*Task description*: Quote the article below on the LinkedIn Business Platform in full, word for word.

*Text passage*:
● ● ● ● ●

Evolving the LinkedIn Business Platform

At LinkedIn, one of our most important goals is to offer a top-notch experience for all of our customers. Purchasing is a big part of that customer experience, and it is not as straightforward as many people would think. It can be complex and difficult to navigate, which makes the LinkedIn Business Platform such an important tool for delivering high-quality experiences to LinkedIn sales representatives (our internal consumers) and also customers of our products and services.

The LinkedIn Business Platform (LBP) is the platform that powers monetization at LinkedIn. Across all of our lines of business, products and services are quoted, priced, discounted, taxed, sold, provisioned, and renewed using LBP systems. It’s the LBP that brings together the logic  (code, rules, workflows, and algorithms) needed to achieve various business actions for our LinkedIn sales representatives and customers over the entire purchase lifecycle and beyond.

In this blog, we’ll provide a high-level overview of the platform and its evolution over time. In future posts, we’ll explain in detail some of the key components that power the LBP.

Understanding the business complexity

LBP is our new generation of this platform that enables multi-dimensional business growth while balancing overall system complexity and demands for strong business features. 

Being multi-dimensional is important because there are various aspects that must be considered throughout the purchase flow. Some of these dimensions are: 

• Customer type: Individual or enterprise customer, profit/non-profit, government, etc.

• Sales channel: Online self-served purchase or sales-representative assisted deals

• Platform: iOS, Android, Web, etc.

● ● ● ● ●

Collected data
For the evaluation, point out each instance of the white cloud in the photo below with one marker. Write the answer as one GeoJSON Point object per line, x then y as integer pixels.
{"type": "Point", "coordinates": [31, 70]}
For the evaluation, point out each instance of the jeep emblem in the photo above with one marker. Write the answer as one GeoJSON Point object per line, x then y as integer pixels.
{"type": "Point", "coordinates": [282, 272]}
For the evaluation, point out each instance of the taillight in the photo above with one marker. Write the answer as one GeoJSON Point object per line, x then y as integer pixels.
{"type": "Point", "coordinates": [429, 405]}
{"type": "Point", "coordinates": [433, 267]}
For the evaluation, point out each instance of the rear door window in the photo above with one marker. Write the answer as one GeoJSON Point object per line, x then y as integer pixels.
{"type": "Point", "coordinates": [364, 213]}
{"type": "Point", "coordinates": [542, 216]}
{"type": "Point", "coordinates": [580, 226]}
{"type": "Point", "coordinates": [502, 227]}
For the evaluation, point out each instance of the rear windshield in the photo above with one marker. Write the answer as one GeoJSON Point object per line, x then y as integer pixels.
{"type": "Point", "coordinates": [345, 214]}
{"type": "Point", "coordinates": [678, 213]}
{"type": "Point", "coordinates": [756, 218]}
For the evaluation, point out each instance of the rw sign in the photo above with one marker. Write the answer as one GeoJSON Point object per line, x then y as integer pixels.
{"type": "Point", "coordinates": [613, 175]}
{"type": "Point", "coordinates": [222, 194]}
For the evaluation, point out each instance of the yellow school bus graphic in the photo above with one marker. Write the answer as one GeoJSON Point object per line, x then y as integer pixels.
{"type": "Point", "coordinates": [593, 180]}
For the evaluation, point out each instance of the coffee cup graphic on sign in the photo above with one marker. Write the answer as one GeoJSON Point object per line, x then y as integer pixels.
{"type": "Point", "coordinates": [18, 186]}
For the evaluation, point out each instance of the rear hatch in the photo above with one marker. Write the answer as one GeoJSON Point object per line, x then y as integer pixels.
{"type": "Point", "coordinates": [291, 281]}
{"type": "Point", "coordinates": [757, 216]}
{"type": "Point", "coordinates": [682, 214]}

● ● ● ● ●

*Task solution*:
Evolving the LinkedIn Business Platform

At LinkedIn, one of our most important goals is to offer a top-notch experience for all of our customers. Purchasing is a big part of that customer experience, and it is not as straightforward as many people would think. It can be complex and difficult to navigate, which makes the LinkedIn Business Platform such an important tool for delivering high-quality experiences to LinkedIn sales representatives (our internal consumers) and also customers of our products and services.

The LinkedIn Business Platform (LBP) is the platform that powers monetization at LinkedIn. Across all of our lines of business, products and services are quoted, priced, discounted, taxed, sold, provisioned, and renewed using LBP systems. It’s the LBP that brings together the logic  (code, rules, workflows, and algorithms) needed to achieve various business actions for our LinkedIn sales representatives and customers over the entire purchase lifecycle and beyond.

In this blog, we’ll provide a high-level overview of the platform and its evolution over time. In future posts, we’ll explain in detail some of the key components that power the LBP.

Understanding the business complexity

LBP is our new generation of this platform that enables multi-dimensional business growth while balancing overall system complexity and demands for strong business features. 

Being multi-dimensional is important because there are various aspects that must be considered throughout the purchase flow. Some of these dimensions are: 

• Customer type: Individual or enterprise customer, profit/non-profit, government, etc.

• Sales channel: Online self-served purchase or sales-representative assisted deals

• Platform: iOS, Android, Web, etc.